(Source data)
◆ ◆ ◆ ◆

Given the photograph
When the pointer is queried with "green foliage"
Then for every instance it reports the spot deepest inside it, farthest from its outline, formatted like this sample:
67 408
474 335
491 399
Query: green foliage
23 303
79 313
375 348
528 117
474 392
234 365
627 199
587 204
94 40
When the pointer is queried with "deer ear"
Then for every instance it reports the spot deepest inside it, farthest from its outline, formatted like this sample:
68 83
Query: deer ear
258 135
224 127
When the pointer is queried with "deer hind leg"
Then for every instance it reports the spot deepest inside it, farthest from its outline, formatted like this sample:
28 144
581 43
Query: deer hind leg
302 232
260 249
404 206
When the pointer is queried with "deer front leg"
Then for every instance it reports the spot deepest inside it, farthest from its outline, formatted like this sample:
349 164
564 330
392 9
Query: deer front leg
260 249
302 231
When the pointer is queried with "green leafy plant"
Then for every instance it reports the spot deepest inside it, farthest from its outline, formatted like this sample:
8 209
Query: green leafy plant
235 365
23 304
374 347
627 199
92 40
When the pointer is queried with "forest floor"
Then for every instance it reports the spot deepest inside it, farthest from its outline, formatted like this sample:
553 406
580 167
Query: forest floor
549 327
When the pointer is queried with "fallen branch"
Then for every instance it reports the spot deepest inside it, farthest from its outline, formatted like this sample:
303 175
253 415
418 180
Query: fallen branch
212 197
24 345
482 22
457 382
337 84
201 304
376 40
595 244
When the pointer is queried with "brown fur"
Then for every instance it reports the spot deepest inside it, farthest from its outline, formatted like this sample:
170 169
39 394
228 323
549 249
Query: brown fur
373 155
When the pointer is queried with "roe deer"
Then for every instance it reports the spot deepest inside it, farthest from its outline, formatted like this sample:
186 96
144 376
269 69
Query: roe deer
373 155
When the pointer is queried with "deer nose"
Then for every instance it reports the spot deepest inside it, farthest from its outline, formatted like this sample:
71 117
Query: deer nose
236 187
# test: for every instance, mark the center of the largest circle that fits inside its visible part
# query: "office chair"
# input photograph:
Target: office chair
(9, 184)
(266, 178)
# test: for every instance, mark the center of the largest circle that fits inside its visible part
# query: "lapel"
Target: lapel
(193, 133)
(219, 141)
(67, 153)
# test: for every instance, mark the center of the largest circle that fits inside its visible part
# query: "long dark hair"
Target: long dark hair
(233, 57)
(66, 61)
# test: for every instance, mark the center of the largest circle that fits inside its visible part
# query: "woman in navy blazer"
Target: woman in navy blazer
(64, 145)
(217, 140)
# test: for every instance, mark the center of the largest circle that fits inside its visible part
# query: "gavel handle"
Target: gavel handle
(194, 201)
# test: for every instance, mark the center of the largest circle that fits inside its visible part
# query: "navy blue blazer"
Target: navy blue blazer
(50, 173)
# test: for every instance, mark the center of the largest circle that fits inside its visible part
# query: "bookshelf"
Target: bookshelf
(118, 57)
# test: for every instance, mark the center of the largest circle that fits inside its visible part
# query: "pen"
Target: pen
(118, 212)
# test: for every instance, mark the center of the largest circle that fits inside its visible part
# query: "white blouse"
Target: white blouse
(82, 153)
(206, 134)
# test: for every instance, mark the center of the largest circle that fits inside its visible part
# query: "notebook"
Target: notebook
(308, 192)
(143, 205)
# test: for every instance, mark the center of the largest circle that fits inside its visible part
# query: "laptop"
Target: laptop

◆ ◆ ◆ ◆

Problem details: Write out all the lines again, exactly as they are.

Solution below:
Given the photograph
When the pointer is queried with "green foliage"
Then for every instance it reports the spot deepest inside it, farthest from its outline, formatted like this sample:
67 408
474 335
491 399
Query: green foliage
23 303
79 313
375 348
528 117
474 392
234 365
627 199
587 204
94 40
When the pointer is queried with "deer ear"
Then for every instance it reports the spot deepest inside it, farthest from its outline, formatted like this sample:
68 83
Query: deer ear
258 135
224 127
When the pointer is queried with "deer hind leg"
Then for every instance it reports the spot deepest inside it, farthest from its outline, formatted like this sample:
28 144
581 43
Query: deer hind leg
302 232
260 249
404 206
When the pointer is queried with "deer front leg"
Then for every instance it reports the spot deepest inside it, farthest from its outline, formatted like this sample:
349 164
564 330
392 9
Query: deer front leg
260 249
302 231
When the pointer is queried with "green leafy plant"
Then for every instance it reports the spot deepest inside it, farthest from its outline, formatted like this sample:
8 209
Query: green leafy plant
235 365
23 304
374 347
627 199
92 40
When the pointer is queried with "forest floor"
Then for every instance it reports the spot deepest inside it, farthest from its outline, formatted like this sample:
553 406
580 167
Query: forest floor
549 327
When the pointer is queried with "fallen branch"
Then for every instance it reports the spot deepest inside it, farthest from its outline, formatted like this sample:
303 175
253 415
418 180
Query: fallen branch
212 197
24 345
482 22
457 382
337 84
201 304
376 40
595 244
When the pointer is queried with "brown fur"
Then for every instance it reports the spot deepest inside it, farthest from its outline, formatted like this sample:
170 169
39 394
228 323
549 249
Query: brown fur
373 155
When the pointer is queried with "roe deer"
Then for every instance it reports the spot deepest inside it, farthest from its outline, formatted like this sample:
186 96
144 376
269 69
Query: roe deer
373 155
When the pointer is queried with "deer nose"
Then for every instance it reports the spot deepest inside it, farthest from its outline, formatted like this sample:
71 117
Query: deer nose
236 187
# test: for every instance, mark the center of the largest circle that fits inside its visible part
# query: "office chair"
# input photograph:
Target: office chair
(9, 184)
(266, 178)
# test: for every instance, mark the center of the largest circle that fits inside its visible part
# query: "lapel"
Target: lapel
(193, 133)
(219, 141)
(67, 153)
# test: for every instance, mark the center of the largest circle that fits inside its visible part
# query: "long dark hair"
Target: long dark hair
(233, 57)
(66, 61)
# test: for every instance, mark the center of the largest circle that fits inside its visible part
# query: "woman in navy blazer"
Target: woman in navy blazer
(64, 145)
(217, 140)
# test: for every instance, mark the center of the largest circle that fits inside its visible part
# query: "gavel handle"
Target: gavel handle
(194, 201)
# test: for every instance, mark the center of the largest circle that fits inside its visible part
# query: "navy blue blazer"
Target: navy blue blazer
(50, 173)
# test: for every instance, mark the center of the largest circle that fits inside its visible part
# query: "bookshelf"
Target: bookshelf
(118, 57)
# test: for every instance, mark the center of the largest circle that fits inside its visible part
# query: "pen"
Target: pen
(118, 212)
# test: for every instance, mark the center of the largest circle that fits inside its visible part
# query: "white blouse"
Target: white blouse
(82, 153)
(206, 134)
# test: for every instance, mark the center of the largest circle that fits inside its visible part
# query: "notebook"
Target: notebook
(308, 192)
(143, 205)
# test: for every instance, mark the center of the largest circle that fits inside its visible part
# query: "laptop"
Target: laptop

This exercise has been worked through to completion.